**THE DATA**:
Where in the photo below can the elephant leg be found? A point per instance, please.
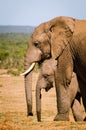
(63, 104)
(82, 86)
(76, 109)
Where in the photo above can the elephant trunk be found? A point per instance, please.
(28, 85)
(28, 92)
(38, 103)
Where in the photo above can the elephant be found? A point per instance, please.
(46, 81)
(63, 39)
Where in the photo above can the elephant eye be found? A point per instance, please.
(45, 76)
(36, 44)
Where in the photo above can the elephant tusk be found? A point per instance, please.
(29, 69)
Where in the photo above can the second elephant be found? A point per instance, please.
(46, 81)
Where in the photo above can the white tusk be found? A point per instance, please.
(29, 69)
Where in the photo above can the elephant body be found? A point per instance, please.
(46, 81)
(63, 39)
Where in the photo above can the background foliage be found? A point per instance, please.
(12, 51)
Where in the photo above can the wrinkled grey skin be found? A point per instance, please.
(46, 81)
(63, 39)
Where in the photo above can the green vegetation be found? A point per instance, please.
(12, 51)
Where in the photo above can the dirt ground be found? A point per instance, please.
(13, 113)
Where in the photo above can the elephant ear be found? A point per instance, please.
(60, 31)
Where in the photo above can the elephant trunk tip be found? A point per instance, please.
(30, 114)
(38, 116)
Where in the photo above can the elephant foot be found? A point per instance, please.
(62, 117)
(30, 114)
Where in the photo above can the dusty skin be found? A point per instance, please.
(13, 107)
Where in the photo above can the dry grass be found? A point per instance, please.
(13, 108)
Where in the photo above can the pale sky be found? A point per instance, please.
(34, 12)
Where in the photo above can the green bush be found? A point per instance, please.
(12, 51)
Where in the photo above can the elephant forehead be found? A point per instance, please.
(40, 37)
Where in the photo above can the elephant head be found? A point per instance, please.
(46, 80)
(48, 40)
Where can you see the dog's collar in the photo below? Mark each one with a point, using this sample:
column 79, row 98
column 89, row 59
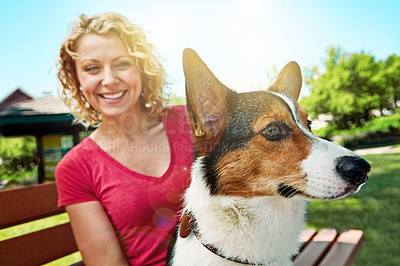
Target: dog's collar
column 189, row 224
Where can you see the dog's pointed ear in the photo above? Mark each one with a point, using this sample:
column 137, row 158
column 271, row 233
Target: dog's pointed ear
column 205, row 98
column 289, row 81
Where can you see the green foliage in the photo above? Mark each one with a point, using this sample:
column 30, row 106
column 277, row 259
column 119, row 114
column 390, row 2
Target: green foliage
column 374, row 210
column 17, row 157
column 379, row 129
column 352, row 87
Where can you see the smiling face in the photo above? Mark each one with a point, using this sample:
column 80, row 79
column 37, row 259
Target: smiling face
column 108, row 76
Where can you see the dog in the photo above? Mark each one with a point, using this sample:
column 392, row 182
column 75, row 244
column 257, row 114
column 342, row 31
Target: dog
column 256, row 165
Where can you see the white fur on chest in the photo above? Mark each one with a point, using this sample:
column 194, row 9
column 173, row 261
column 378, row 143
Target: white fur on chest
column 262, row 229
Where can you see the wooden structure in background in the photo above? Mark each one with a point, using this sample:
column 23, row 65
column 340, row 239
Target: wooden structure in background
column 23, row 115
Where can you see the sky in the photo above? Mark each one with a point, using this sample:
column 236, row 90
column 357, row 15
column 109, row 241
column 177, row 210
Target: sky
column 240, row 40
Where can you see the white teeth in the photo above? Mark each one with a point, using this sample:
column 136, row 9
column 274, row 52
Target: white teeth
column 112, row 96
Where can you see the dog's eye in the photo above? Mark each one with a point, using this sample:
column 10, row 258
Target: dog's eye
column 273, row 132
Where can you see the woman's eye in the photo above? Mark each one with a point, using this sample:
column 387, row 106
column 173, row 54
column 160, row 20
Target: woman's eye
column 91, row 68
column 123, row 64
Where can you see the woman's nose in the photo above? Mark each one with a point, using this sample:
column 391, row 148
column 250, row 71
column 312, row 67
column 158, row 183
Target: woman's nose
column 109, row 78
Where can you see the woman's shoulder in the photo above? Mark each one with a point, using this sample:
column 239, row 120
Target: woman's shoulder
column 78, row 153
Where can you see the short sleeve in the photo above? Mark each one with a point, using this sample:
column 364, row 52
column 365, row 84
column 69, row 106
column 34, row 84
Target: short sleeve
column 73, row 180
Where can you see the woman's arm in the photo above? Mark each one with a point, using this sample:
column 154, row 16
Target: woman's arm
column 95, row 235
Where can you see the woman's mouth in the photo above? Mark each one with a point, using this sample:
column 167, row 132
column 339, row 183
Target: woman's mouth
column 112, row 95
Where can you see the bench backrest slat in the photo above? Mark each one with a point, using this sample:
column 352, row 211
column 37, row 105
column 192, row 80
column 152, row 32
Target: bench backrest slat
column 317, row 248
column 28, row 204
column 38, row 247
column 344, row 250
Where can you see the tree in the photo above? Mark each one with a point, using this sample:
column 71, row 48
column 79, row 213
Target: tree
column 350, row 89
column 392, row 79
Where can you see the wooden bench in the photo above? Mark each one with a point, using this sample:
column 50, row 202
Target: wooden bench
column 27, row 204
column 329, row 248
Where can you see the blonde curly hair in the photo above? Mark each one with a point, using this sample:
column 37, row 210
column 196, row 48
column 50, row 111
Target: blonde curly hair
column 147, row 61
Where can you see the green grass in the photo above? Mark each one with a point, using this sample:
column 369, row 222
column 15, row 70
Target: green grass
column 375, row 210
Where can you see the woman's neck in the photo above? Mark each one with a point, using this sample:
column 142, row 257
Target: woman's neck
column 129, row 126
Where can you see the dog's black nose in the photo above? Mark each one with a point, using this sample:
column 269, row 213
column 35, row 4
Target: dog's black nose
column 353, row 169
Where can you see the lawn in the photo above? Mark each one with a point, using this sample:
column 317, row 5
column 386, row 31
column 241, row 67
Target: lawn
column 375, row 210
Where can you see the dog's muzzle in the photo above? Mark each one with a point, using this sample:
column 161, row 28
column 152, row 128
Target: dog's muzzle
column 353, row 169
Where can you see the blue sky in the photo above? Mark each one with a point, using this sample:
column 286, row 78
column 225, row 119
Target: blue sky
column 240, row 40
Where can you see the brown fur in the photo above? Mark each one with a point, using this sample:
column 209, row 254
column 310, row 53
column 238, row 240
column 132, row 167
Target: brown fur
column 262, row 166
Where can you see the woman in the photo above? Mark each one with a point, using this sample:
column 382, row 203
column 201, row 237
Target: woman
column 122, row 185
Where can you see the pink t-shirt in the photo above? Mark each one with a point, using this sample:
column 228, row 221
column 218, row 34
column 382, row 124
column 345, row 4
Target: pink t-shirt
column 143, row 209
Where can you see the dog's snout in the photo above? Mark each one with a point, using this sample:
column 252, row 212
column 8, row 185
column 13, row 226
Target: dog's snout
column 353, row 169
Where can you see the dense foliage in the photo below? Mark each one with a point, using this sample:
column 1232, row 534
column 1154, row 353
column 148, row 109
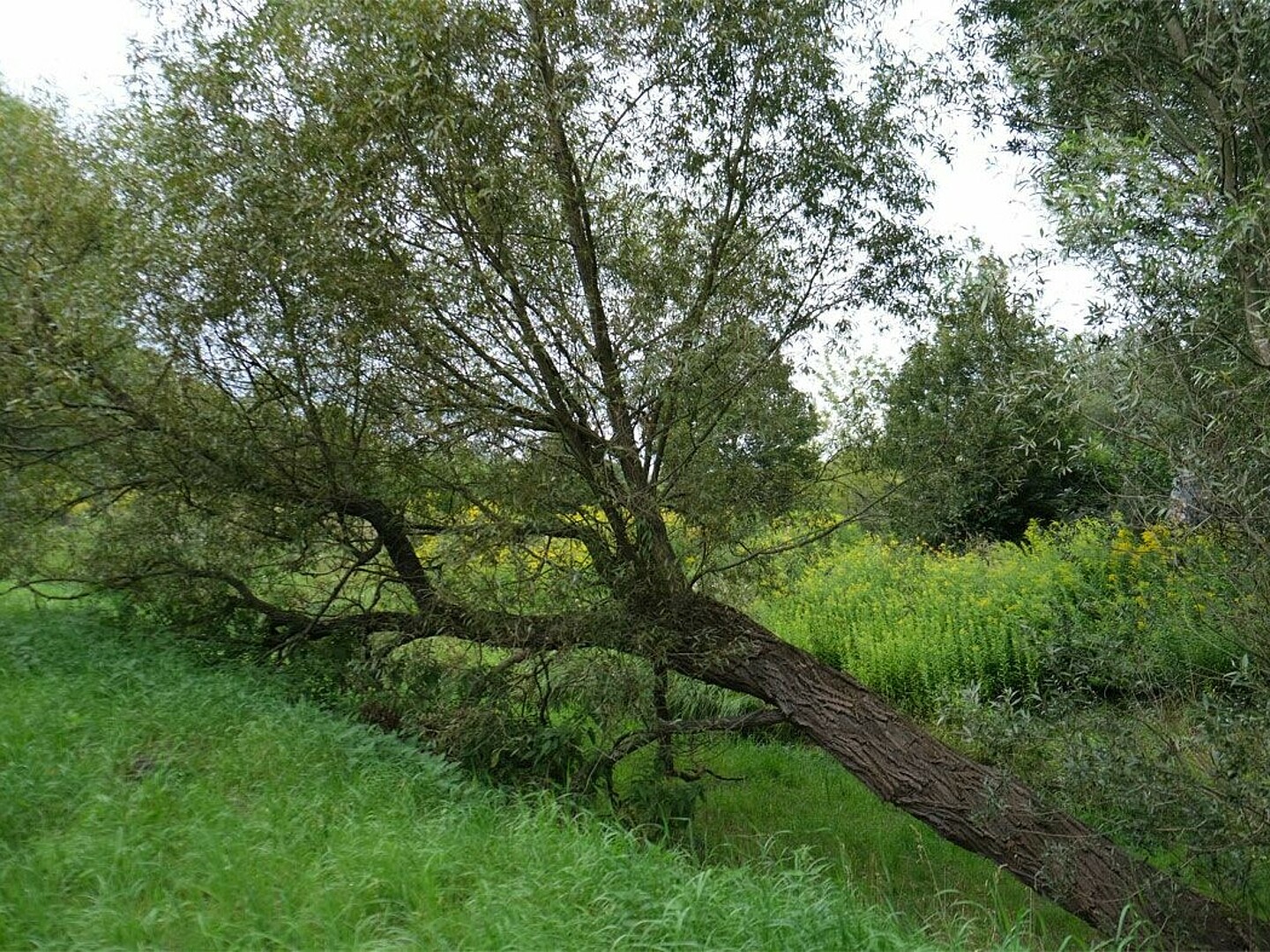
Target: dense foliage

**WHAT IS REQUIRED**: Reproduce each line of the records exactly, and omit every picture.

**FINAL ANSWER**:
Where in the photo below can the elephant leg be found? A point per instance, please.
(63, 104)
(82, 86)
(76, 109)
Where in the photo above can the elephant trunk be found? A point per instance, please.
(28, 85)
(28, 92)
(38, 103)
Where in the photo above can the elephant be found? A point per instance, please.
(46, 81)
(63, 39)
Where in the photo above can the elephant eye be found? A point per instance, please.
(45, 76)
(36, 44)
Where in the photo above can the elephant tusk be found? A point per instance, please.
(29, 69)
Where in the photo above can the second elephant be found? A point per instance, please.
(46, 81)
Where in the photo above can the white tusk be found? A point per instance, please.
(29, 69)
Where in the photo above can the elephant body be found? A point per instance, please.
(46, 81)
(63, 39)
Where in the photo above can the background foliage be found? A point per instance, please.
(12, 51)
Where in the photo above can the wrinkled grey skin be found? A point per instance, please.
(46, 81)
(63, 39)
Where in the photo above can the green vegetation be found? A point per instance, please.
(12, 51)
Where in the photo above can the dirt ground be found? A point per instance, please.
(13, 113)
Where in the photo above can the elephant ear be found? A point per instance, please.
(60, 31)
Where in the photo above can the elephant trunk tip be found? A point per instance, please.
(30, 114)
(38, 116)
Where in the photo above can the elephant foot be found? A point per instance, please.
(62, 117)
(30, 114)
Where in the photo above can the dusty skin be found? A point per instance, please.
(13, 107)
Where in the photo above can the dry grass be found? A point per instance, please.
(13, 108)
Where in the photo above can the pale sky be found? A point per instance, please.
(34, 12)
Where in the photo above can the green bush be found? A point per instance, please.
(12, 51)
Where in the photo above can the elephant forehead be found? A point per instance, please.
(40, 37)
Where in the photo above can the elephant head be found? A point per instance, please.
(46, 80)
(48, 40)
Where can you see the dog's collar in the photo below? Mark each one with a point, using this sample:
column 79, row 98
column 89, row 59
Target: dog's collar
column 189, row 224
Where can you see the dog's pointed ear in the photo above? Mark each one with a point, using this sample:
column 137, row 158
column 271, row 233
Target: dog's pointed ear
column 205, row 98
column 289, row 81
Where can you see the green foliage in the photo above? Mark each one with a point, using this sample:
column 30, row 106
column 277, row 259
column 119, row 114
column 390, row 2
Target: green foliage
column 374, row 210
column 17, row 157
column 379, row 129
column 352, row 87
Where can you see the smiling face in the photo above? Mark each one with a point, using this sample:
column 80, row 79
column 37, row 259
Target: smiling face
column 108, row 76
Where can you see the dog in the photo above? Mark each one with a point, using this sample:
column 392, row 182
column 75, row 244
column 257, row 114
column 342, row 31
Target: dog
column 256, row 165
Where can you see the white fur on chest in the photo above? Mark each one with a point, using this sample:
column 194, row 9
column 173, row 261
column 378, row 143
Target: white fur on chest
column 262, row 229
Where can you see the wooden structure in background in the photo above? Mark each one with a point, using this sample:
column 23, row 65
column 340, row 239
Target: wooden structure in background
column 23, row 115
Where can you see the sky in the photo above? Mark each one with a point, using this sample:
column 236, row 90
column 357, row 15
column 109, row 241
column 177, row 210
Target: sky
column 240, row 40
Where can you see the white teeth in the photo above? Mark each one with a point, using this sample:
column 136, row 9
column 274, row 52
Target: white teeth
column 112, row 96
Where can you see the dog's eye in the photo above? Mark each one with a point, using this sample:
column 10, row 258
Target: dog's eye
column 273, row 132
Where can you see the woman's eye in the photo above? Mark each one with a point, using this sample:
column 387, row 106
column 173, row 54
column 160, row 20
Target: woman's eye
column 91, row 68
column 123, row 64
Where can you see the woman's nose in the photo above? Mark each one with a point, using this sample:
column 391, row 148
column 250, row 71
column 312, row 67
column 158, row 183
Target: woman's nose
column 109, row 78
Where can you see the woman's shoulder in the photo above? Mark each one with a point, using this sample:
column 239, row 120
Target: woman's shoulder
column 78, row 153
Where can you see the short sleeve in the photo above? Mark each one with a point, using this sample:
column 364, row 52
column 365, row 84
column 69, row 106
column 34, row 84
Target: short sleeve
column 73, row 180
Where can you see the woman's arm in the photo above? Mark each one with a point, using this sample:
column 154, row 16
Target: woman's arm
column 95, row 235
Where can you see the woman's mouth in the photo above? Mark each one with a point, using this sample:
column 167, row 132
column 339, row 183
Target: woman's mouth
column 112, row 95
Where can you see the bench backrest slat in the photo above? Mark each one with a point, using this sample:
column 352, row 211
column 37, row 105
column 192, row 80
column 152, row 32
Target: bench backrest slat
column 317, row 248
column 28, row 204
column 38, row 247
column 344, row 250
Where can you see the tree in the photo above? Mark each one with a point, using this sample:
column 71, row 48
column 79, row 213
Target: tree
column 350, row 89
column 392, row 79
Where can you see the wooden bench in the photo above? Mark each one with a point, using this sample:
column 50, row 202
Target: wooden bench
column 27, row 204
column 329, row 248
Where can you see the blonde curly hair in the photo above? Mark each one with a point, using this sample:
column 37, row 210
column 196, row 48
column 50, row 111
Target: blonde curly hair
column 147, row 61
Where can you see the green grass in the photo above? Mark each one with a point, using this sample:
column 369, row 222
column 15, row 70
Target: green grass
column 375, row 210
Where can you see the woman's neck in the photo above? Mark each one with a point, using this sample:
column 142, row 257
Target: woman's neck
column 129, row 126
Where can you see the dog's black nose in the photo above? Mark each one with a point, using this sample:
column 269, row 213
column 35, row 4
Target: dog's black nose
column 353, row 169
Where can you see the lawn in the photo above? Mark each one with a point, using this sample:
column 317, row 5
column 386, row 31
column 241, row 67
Target: lawn
column 375, row 210
Where can you see the dog's muzzle in the photo above? Mark each one with a point, using this sample:
column 161, row 28
column 152, row 128
Target: dog's muzzle
column 353, row 169
Where can you see the blue sky in the photo above? Mark each one with a point, using this sample:
column 286, row 78
column 225, row 119
Target: blue sky
column 240, row 40
Where can you see the brown fur in the photo above? Mark each one with a point, using this sample:
column 209, row 254
column 310, row 53
column 238, row 240
column 132, row 167
Target: brown fur
column 262, row 166
Where can you see the woman in the photo above? Mark each one with a point, using this sample:
column 382, row 203
column 201, row 237
Target: woman
column 122, row 185
Where can you see the pink t-shirt in the photo above? Mark each one with a point, using this sample:
column 228, row 221
column 218, row 34
column 382, row 124
column 345, row 4
Target: pink t-shirt
column 143, row 209
Where can you see the dog's snout in the photo above? Mark each one with a point, using this sample:
column 252, row 212
column 8, row 185
column 13, row 226
Target: dog's snout
column 353, row 169
Where can you see the dense foliage in the photo below? Mark each one with a point, using this sample:
column 1232, row 534
column 1154, row 353
column 148, row 109
Target: dense foliage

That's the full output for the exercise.